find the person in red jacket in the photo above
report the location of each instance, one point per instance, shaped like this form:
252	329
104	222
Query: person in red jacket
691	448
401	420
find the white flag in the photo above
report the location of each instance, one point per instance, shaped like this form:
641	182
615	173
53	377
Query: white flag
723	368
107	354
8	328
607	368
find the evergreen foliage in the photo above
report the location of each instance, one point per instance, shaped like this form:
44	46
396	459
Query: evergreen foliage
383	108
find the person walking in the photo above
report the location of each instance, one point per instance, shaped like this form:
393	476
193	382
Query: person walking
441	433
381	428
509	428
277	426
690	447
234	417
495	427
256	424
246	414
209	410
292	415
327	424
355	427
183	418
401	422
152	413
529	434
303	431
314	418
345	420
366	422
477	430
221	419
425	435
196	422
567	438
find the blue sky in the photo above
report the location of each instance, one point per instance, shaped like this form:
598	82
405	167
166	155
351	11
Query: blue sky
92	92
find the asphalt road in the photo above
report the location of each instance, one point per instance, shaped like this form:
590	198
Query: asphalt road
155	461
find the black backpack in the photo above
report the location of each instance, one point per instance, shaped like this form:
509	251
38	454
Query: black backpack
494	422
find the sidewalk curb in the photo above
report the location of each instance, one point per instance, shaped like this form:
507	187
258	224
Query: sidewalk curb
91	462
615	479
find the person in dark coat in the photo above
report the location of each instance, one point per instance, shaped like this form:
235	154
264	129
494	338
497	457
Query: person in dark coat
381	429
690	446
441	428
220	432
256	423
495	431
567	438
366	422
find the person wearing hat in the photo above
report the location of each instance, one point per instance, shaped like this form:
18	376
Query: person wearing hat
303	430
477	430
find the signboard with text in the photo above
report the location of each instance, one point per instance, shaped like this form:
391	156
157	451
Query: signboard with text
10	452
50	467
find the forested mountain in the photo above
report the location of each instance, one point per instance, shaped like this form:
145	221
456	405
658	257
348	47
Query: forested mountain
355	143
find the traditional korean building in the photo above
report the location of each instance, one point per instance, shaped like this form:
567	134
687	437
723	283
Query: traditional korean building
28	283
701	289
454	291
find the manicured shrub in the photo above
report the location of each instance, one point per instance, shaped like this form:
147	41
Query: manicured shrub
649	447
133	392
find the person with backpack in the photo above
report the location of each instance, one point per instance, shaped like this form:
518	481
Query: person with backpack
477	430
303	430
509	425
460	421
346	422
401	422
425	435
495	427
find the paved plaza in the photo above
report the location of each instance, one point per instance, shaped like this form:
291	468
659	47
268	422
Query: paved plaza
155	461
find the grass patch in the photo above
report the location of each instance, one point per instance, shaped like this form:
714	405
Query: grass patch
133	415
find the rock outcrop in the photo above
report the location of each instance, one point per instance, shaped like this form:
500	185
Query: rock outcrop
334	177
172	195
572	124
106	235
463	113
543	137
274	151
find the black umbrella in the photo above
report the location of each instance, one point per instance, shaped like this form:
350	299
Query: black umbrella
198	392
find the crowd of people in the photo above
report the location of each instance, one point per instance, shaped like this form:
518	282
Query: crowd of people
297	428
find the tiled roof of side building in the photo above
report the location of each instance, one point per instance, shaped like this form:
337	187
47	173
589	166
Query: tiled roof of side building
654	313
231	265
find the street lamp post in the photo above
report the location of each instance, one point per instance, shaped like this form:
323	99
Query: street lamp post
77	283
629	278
· · · ·
▶ **Exercise details**
Could you retype every one of the records above word for word, keeping each line and number unchanged?

▶ **Solution to this task**
find the person in red jacket in the photo above
report the location of each instance, one point per instance, shaped like this form:
252	329
104	222
Query: person in red jacket
691	448
401	420
find the white flag in the photo above
report the location of each instance, one point per instance, shaped like this form:
641	182
615	173
53	377
Query: white flag
723	368
107	354
8	328
607	368
find the evergreen foliage in the photo above
report the location of each instance, one point per instance, shaped like this form:
44	46
396	459
Query: evergreen foliage
383	108
find the person walking in the photo above
report the location of each instance, one point per instance, shaped like this form:
393	476
193	382
Query: person walking
441	433
381	428
509	428
277	426
690	447
234	417
495	427
256	424
246	414
209	410
292	415
327	424
355	427
183	418
401	422
152	413
529	434
303	431
314	418
345	420
366	422
477	430
221	419
425	435
196	422
567	438
find the blue sky in the photo above
report the location of each instance, one point per instance, shaped like this form:
598	82
405	167
166	155
351	11
Query: blue sky
92	92
find the asphalt road in the photo above
report the location of each instance, one point per instance, shaped like this form:
590	198
Query: asphalt road
155	461
find the black backpack in the photo above
report the location of each instance, one point per instance, shaped like this form:
509	251
38	454
Query: black backpack
494	422
find the sidewalk curb in the photo above
report the location of each instance, one point per instance, shaped like this form:
507	187
258	224
Query: sidewalk curb
91	462
615	479
find the person in dark coat in the photo above
report the location of each instance, one point per instance, shaped like this form:
235	154
264	129
494	338
497	457
Query: person in dark coat
381	429
690	446
441	428
220	432
256	423
495	431
567	438
366	422
find the person wearing hat in the photo above
report the location of each instance, one point per instance, shaped like this form:
18	376
Query: person wearing hat
303	430
477	430
find the signboard with text in the photo above
report the location of each instance, one point per instance, shaped like this form:
391	156
157	451
Query: signboard with text
10	452
50	467
find the forested mountain in the photo above
report the location of each instance, one point per instance, shaped like this form:
145	221
456	405
658	257
348	47
Query: forested mountain
355	143
find the traditional korean building in the photo above
report the location of each instance, one point per instance, shaped like this form:
567	134
687	437
723	283
Query: traditional korean building
28	283
701	289
454	291
find the manicured shrub in the photo above
report the location of each instance, one point per instance, shaped like this form:
147	41
Query: manicured shrub
649	447
133	392
find the person with backpack in the photo above
report the location of each instance, one point per instance, shaped like this form:
518	481
Query: person with backpack
477	430
303	430
509	425
460	421
346	422
401	422
425	435
495	427
find the paved plaza in the photo above
report the location of each instance, one point per instance, shaped like this form:
291	468
659	47
268	422
Query: paved plaza
155	461
find the grass patch in the photo above
report the location of each instance, one point per instance, shaped like this form:
714	405
Query: grass patch
133	415
find the rock outcrop in the photo above
report the location of each instance, one point per instance, shaped like this form:
500	185
Query: rock outcrop
334	177
172	195
572	124
106	235
463	113
543	137
274	151
find the black umbrella in the photo above
report the location of each instance, one point per instance, shaped like this form:
350	299
Query: black umbrella
198	392
find the crowd of people in the photo above
report the location of each instance, one point per instance, shaped like this form:
518	282
Query: crowd of people
297	428
find the tiled roof of side building in the photo above
report the location of each instance, one point per instance, shaped like this form:
337	187
47	173
589	166
Query: tiled roof of side building
654	313
231	265
find the street lamp post in the photo above
report the location of each instance, one point per instance, shaped like this form:
323	99
Query: street lamp post
77	283
629	278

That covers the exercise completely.